> [Directions] Without the pictures, output the records below word for word.

> [Material provided]

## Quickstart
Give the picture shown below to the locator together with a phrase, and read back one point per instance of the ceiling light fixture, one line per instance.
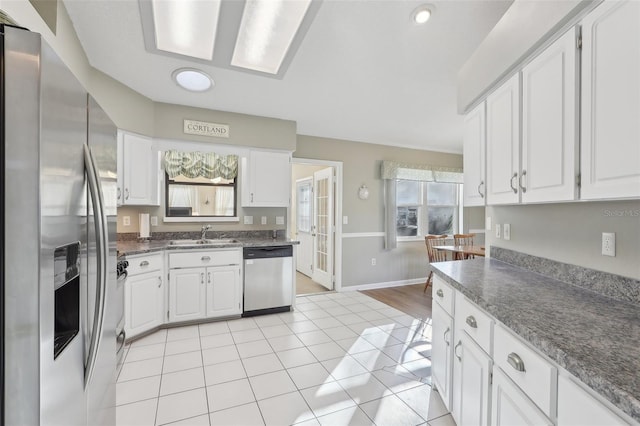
(192, 79)
(186, 27)
(266, 32)
(422, 14)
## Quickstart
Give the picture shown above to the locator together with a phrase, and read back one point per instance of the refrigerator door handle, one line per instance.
(102, 246)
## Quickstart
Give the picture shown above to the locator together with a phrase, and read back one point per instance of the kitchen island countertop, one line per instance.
(594, 337)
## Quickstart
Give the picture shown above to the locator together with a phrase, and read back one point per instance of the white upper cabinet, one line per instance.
(610, 149)
(503, 143)
(138, 176)
(266, 179)
(549, 124)
(474, 157)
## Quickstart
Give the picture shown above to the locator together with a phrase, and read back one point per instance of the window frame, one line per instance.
(423, 208)
(200, 218)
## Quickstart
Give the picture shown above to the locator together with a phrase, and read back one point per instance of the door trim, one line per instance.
(337, 247)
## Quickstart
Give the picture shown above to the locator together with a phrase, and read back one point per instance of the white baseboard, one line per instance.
(387, 284)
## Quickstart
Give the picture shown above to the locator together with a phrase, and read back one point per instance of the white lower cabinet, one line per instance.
(577, 407)
(197, 291)
(471, 383)
(187, 294)
(441, 367)
(510, 406)
(144, 294)
(223, 291)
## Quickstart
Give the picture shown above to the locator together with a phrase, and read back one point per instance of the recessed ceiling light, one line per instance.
(192, 79)
(266, 32)
(422, 14)
(186, 27)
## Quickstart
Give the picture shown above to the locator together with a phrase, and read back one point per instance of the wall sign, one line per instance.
(202, 128)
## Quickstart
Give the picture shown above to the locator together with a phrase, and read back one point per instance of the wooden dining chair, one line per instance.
(433, 241)
(463, 240)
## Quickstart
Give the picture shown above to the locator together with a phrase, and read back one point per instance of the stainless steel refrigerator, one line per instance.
(58, 259)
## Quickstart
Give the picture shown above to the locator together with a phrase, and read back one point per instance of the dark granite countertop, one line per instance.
(131, 248)
(594, 337)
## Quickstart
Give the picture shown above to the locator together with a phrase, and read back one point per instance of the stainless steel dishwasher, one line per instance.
(268, 279)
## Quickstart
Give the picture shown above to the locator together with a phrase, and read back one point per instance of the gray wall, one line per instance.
(572, 233)
(516, 36)
(361, 165)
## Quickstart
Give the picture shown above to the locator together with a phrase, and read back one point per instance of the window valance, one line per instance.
(200, 164)
(421, 172)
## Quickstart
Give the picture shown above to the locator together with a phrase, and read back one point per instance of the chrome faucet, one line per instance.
(205, 228)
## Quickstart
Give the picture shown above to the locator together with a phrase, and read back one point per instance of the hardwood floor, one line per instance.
(409, 299)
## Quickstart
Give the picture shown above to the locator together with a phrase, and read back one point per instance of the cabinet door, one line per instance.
(577, 408)
(474, 157)
(503, 143)
(441, 353)
(610, 152)
(268, 180)
(144, 303)
(187, 294)
(510, 406)
(549, 124)
(138, 173)
(472, 370)
(223, 291)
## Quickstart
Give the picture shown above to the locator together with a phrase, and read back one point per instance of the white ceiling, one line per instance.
(363, 72)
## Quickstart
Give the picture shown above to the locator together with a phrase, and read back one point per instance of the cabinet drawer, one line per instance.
(477, 324)
(145, 263)
(443, 294)
(528, 369)
(189, 259)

> [Correct result]
## Quickstart
Give the picture shown below to the locator together with a phrase, and read back one point per instance of the ceiling light fixture, one line per instance.
(192, 79)
(186, 27)
(266, 32)
(422, 14)
## Quickstart
Give the picture shown above to the locator together with a phrase, and read back one point per instance of the refrigerator door handle, one line per instance.
(102, 246)
## Quickstart
Give the picture shown above to the locator together with a phrase, and read back one point per instance of the kitchen island countertop, one line per instance.
(594, 337)
## Quickstart
Give the picture shown above to the locator together with a phrase, and read back one point per instance of the white upper cabinet, one line per instance.
(610, 149)
(503, 143)
(138, 176)
(266, 179)
(549, 124)
(474, 157)
## Quickstart
Give the picture shown above to the locator together with a phrase, and read back one point per instance of the window frame, one line per instance.
(423, 208)
(200, 218)
## Quickstart
Give the picture shown above to the locator together with a phrase, and read back one point per instance of the door trim, one line per instance.
(337, 247)
## Quickstart
Give the picture shown above to the locator together with a phrase, and read back one point per instance of the white baseboard, one line per instance.
(387, 284)
## Quickstart
Give the picture shown above to the locator together with a phrase, and read back one point per instance of the white lower cabinet, one line per instance.
(577, 407)
(197, 291)
(471, 383)
(187, 294)
(441, 367)
(510, 406)
(144, 294)
(223, 291)
## Quickstart
Give the picture shown above to the locator together with a phrase, and read back one point per instance of the recessed ceiling light, one line per instance.
(192, 79)
(266, 32)
(422, 14)
(186, 27)
## Quickstart
Give the picture shown above to the locator together with a phrase, and read back one point per instance of the wall sign, one line per instance.
(202, 128)
## Quickstart
Give the picture shown above to the locator together with a phrase, and read back one point per instance of the wooden dining chair, one line per instance.
(433, 241)
(463, 240)
## Quickstart
Give the picture shown above to the locator together with a phrase, and read back one point per instance of the stainless steel refrigerator, one line per instance.
(58, 259)
## Quickstart
Give the picture shown above to the locator together with a phrase, and read back one point per instance of the dark granite countertop, one line per instance.
(131, 248)
(594, 337)
## Quickstart
Give the picture shown above to the locator together with a phrase, and read back one point per instance of the stainless steel dishwasher, one line per instance.
(268, 279)
## Quickstart
Give the picture shown above to the locator together with a phrase, and read back one point per instance of the gray wall, one line per instance.
(572, 233)
(516, 36)
(361, 165)
## Quickstart
Give the picture shown above to the locator together with a phrase, and read back one point per instance of the window valance, one line per instance.
(200, 164)
(421, 172)
## Quickstart
Give the picture shown above to the locator together with a phrase, and read back one point per instance of the chrome faucet, one line per instance.
(205, 228)
## Quickstart
Give the picture shown above to the locator together with a phrase, and read back one point per instance of the hardwood floor, one line per instance.
(409, 299)
## Quickstart
Give the picture shown above to the locator together with a phrase, and read back one point per instance of the cabinet door, one line per instance.
(577, 408)
(474, 157)
(503, 143)
(441, 353)
(610, 152)
(268, 180)
(144, 303)
(187, 294)
(510, 406)
(549, 124)
(138, 173)
(472, 370)
(223, 291)
## Quickstart
Give the picture shown above to the locator together with a phrase, and read back one point per instance of the white ceiling, one line per instance.
(363, 72)
## Quickstart
Give the picture shown above to the locator together with a phrase, and read back one point per instance of the cabinet drawer, one line per instance.
(477, 324)
(145, 263)
(443, 294)
(528, 369)
(189, 259)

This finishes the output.